__About this exercise__
Continue the excerpt on chronic pain, picking up right after its final sentence.

Chronic pain is commonly associated with depression, IBS, migraine and other conditions, where it is suggested that there is a malfunction in the way systems work: ‘functional’ aetiology. This means that symptoms are caused by problems with the way systems work rather than specific structural defects.

Neuropathic pain

It is important to consider the co-existence of neuropathic pain within the total pain signal – many of the more resistant pains have neuropathic elements.

This sort of pain is often sharp, shooting, burning, tingling (think of describing an electric shock). It is often associated with allodynia (light touch is painful), or hyperalgesia (painful stimulus is excessively painful). Neuropathic pain elements are likely to respond, to some degree, to neuropathic pain medications.

Research findings

Over the past fifteen years there has been a tremendous knowledge gain in our understanding of the genetic, cellular and neural circuitry mechanisms underpinning persistent chronic pain states. As such, we have a plethora of new mechanisms to target with novel therapies in the years to come. Further, research is also focused and helping understanding who might be ‘vulnerable’ to developing chronic pain, giving hope for preventive measures in the future. This work has come from both pre-clinical (animal) and clinical studies. There is no single review that captures this wealth of new information and which forms the basis of ‘paradigm-shifts’ in our thinking of chronic pain as a distinct entity. Reviews tend to be focused in distinct subject areas (e.g. genetics, neuroimaging, etc), and the interested GP might like to refer to these or any recently published textbook on pain (e.g. new edition of Melzack and Wall’s “Textbook of Pain”).

__Listed records__
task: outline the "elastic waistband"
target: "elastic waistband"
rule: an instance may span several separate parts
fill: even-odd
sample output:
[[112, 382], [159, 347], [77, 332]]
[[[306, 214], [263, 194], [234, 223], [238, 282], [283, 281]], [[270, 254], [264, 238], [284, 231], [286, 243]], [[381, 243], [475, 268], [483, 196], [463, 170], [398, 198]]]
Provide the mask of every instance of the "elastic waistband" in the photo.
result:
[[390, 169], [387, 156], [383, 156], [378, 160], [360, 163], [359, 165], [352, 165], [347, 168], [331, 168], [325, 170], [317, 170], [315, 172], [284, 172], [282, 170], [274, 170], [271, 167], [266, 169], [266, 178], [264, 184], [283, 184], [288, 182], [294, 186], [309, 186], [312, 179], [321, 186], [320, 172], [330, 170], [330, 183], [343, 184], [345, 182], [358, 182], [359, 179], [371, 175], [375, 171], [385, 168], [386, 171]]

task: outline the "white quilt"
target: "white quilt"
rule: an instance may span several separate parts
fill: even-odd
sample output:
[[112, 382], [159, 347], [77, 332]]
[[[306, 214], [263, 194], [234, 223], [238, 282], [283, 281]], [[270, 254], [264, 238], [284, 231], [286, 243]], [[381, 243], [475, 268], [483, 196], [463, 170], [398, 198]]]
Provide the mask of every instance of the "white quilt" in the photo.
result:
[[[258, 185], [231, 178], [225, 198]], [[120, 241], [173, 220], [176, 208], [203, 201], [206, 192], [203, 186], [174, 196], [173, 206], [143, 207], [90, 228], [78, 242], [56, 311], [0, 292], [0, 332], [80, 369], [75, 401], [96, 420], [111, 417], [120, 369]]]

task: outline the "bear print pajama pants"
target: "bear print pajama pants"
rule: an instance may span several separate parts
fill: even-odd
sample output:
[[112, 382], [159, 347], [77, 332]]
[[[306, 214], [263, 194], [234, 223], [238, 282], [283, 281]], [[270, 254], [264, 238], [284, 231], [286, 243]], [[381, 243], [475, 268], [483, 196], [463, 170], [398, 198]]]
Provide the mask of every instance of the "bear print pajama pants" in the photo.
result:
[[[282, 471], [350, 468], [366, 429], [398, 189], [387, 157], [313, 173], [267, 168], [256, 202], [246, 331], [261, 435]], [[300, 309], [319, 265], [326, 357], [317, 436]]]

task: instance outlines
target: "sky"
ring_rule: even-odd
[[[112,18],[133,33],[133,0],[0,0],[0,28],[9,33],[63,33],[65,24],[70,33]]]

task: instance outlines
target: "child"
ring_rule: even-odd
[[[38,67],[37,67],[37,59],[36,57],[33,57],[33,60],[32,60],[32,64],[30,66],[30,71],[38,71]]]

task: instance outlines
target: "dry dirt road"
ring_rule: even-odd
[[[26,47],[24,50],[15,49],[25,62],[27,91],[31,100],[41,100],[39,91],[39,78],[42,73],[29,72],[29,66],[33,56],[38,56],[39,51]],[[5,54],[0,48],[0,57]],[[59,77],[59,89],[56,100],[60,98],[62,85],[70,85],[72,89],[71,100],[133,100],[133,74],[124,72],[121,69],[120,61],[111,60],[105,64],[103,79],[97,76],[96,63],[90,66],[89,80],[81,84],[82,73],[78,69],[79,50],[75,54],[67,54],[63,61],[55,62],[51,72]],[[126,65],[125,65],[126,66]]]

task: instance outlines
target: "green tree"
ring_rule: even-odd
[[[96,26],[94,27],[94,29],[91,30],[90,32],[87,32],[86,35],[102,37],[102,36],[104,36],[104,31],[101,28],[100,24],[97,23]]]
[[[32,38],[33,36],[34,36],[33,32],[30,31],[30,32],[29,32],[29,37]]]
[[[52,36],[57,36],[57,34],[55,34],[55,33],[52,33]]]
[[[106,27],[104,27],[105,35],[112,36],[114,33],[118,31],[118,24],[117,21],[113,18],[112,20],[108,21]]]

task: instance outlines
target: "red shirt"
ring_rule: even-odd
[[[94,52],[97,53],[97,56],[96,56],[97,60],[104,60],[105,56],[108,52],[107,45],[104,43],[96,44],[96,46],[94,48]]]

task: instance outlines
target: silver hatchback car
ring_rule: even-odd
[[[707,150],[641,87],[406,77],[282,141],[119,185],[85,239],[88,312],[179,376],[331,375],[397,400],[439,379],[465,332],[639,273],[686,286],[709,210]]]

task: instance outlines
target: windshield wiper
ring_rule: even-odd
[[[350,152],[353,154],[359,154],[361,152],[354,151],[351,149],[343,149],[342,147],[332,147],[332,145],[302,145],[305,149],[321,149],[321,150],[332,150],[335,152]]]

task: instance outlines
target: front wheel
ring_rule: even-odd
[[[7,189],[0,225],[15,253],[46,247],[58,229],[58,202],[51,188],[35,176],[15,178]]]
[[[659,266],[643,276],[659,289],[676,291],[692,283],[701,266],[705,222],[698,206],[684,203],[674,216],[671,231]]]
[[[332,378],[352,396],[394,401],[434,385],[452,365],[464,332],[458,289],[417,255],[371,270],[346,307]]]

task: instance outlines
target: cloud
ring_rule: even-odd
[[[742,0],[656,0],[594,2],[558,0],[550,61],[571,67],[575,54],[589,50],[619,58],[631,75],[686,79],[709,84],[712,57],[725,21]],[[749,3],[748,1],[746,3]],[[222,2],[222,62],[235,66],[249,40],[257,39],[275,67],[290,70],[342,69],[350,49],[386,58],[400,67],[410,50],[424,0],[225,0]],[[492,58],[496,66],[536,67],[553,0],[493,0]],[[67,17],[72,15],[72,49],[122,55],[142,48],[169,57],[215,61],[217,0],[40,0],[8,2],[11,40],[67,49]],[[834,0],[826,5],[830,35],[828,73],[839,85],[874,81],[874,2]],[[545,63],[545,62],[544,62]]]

__Result__
Diagnosis helps patients move on and embrace treatment

It is important to make a diagnosis of chronic pain in order to consider the correct type of management treatment. As a general rule treatment for chronic pain is different to treating acute pain. In acute pain management the mainstay of treatment involves an up-titration of analgesic medication until adequate pain relief is achieved. This often involves using opiates in increasing strengths. Chronic pain management focuses on a ‘self management approach’, learning skills to adapt their lives, daily activities, helpful behaviours such as pacing, managing moods and unhelpful thinking styles and behaviour. This may be supplemented and supported by medication management but generally there is less focus on medication being the main treatment modality.

Many feel that it is essential for patients to receive a definitive chronic pain diagnosis. For many, it enables them to understand and accept their condition, and engage in learning how to manage it better, earlier and with less co-morbidty, such as depression, as well as adapt to their new state and so stay economically more prosperous. So don’t be afraid to make the diagnosis!

Further reading

  1. Tracey I, Dickenson A. SnapShot: Pain perception. Cell. 2012 Mar 16;148(6):1308-1308.
  2. von Hehn CA, Baron R, Woolf CJ. Deconstructing the neuropathic pain phenotype to reveal neural mechanisms. Neuron. 2012 Feb 23;73(4):638-52. doi: 10.1016/j.neuron.2012.02.008. Review. PubMed PMID: 22365541; PubMed Central PMCID: PMC3319438.
  3. Woolf CJ. What is this thing called pain? J Clin Invest. 2010 Nov;120(11):3742-4. doi: 10.1172/JCI45178. Epub 2010 Nov 1. Review. PubMed PMID: 21041955; PubMed Central PMCID: PMC2965006.
  4. Woolf CJ. Central sensitization: implications for the diagnosis and treatment of pain. Pain. 2011 Mar;152(3 Suppl):S2-15. doi: 10.1016/j.pain.2010.09.030. Epub 2010 Oct 18. Review. PubMed PMID: 20961685; PubMed Central PMCID: PMC3268359.
  5. Woolf CJ. Overcoming obstacles to developing new analgesics. Nat Med. 2010 Nov;16(11):1241-7. doi: 10.1038/nm.2230. Epub 2010 Oct 14. PubMed PMID: 20948534.